→ How to complete this task
Nothing but the line with "Locate every white" and the lines after it, through the end of the records below, is to be repeated, exactly as it is.

↓

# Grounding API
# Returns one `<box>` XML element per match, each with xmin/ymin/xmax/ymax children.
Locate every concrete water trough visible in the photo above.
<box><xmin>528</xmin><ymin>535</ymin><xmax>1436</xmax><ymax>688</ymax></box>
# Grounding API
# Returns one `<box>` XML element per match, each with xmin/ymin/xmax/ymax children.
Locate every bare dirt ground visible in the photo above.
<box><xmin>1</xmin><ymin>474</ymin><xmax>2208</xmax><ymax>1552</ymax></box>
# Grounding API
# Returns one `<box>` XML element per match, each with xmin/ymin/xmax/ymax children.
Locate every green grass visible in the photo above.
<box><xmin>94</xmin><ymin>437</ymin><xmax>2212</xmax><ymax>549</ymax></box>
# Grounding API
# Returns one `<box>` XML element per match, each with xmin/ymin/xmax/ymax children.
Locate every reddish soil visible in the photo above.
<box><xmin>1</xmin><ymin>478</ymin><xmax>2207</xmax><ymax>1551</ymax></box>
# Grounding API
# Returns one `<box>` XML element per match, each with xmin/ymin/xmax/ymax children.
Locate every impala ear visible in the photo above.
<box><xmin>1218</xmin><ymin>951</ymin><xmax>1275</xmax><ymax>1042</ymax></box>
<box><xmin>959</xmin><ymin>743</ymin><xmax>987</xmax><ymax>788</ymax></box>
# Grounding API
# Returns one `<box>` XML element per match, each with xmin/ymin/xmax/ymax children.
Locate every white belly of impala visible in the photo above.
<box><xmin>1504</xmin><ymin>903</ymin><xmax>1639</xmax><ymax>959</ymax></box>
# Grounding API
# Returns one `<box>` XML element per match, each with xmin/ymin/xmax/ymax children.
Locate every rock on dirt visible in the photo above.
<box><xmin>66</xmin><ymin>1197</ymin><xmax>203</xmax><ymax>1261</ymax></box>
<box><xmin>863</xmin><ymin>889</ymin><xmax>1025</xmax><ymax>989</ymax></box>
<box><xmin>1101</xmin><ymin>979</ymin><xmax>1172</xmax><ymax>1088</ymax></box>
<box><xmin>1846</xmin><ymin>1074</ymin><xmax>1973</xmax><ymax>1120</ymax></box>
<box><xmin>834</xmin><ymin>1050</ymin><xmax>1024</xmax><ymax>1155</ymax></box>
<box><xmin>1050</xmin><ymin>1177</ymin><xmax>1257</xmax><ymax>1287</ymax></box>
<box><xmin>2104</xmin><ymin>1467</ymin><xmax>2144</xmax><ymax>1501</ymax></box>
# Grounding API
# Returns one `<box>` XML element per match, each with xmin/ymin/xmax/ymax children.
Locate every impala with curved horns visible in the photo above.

↑

→ Problem solution
Locate every white belly of impala visible in the photo above.
<box><xmin>1504</xmin><ymin>903</ymin><xmax>1639</xmax><ymax>959</ymax></box>
# Grounding API
# Returns one `<box>` XML element per match, each with xmin/ymin/xmax/ymax children.
Locate every rock on dirt visible in the photo above.
<box><xmin>66</xmin><ymin>1197</ymin><xmax>203</xmax><ymax>1261</ymax></box>
<box><xmin>863</xmin><ymin>889</ymin><xmax>1025</xmax><ymax>989</ymax></box>
<box><xmin>1101</xmin><ymin>979</ymin><xmax>1172</xmax><ymax>1088</ymax></box>
<box><xmin>1846</xmin><ymin>1074</ymin><xmax>1973</xmax><ymax>1120</ymax></box>
<box><xmin>834</xmin><ymin>1050</ymin><xmax>1024</xmax><ymax>1155</ymax></box>
<box><xmin>1050</xmin><ymin>1177</ymin><xmax>1257</xmax><ymax>1287</ymax></box>
<box><xmin>2104</xmin><ymin>1467</ymin><xmax>2144</xmax><ymax>1501</ymax></box>
# Grounding API
# Returns one `<box>` XML element per match, each with xmin/ymin/xmax/ymax children.
Locate every impala with curved horns visible in the photo above.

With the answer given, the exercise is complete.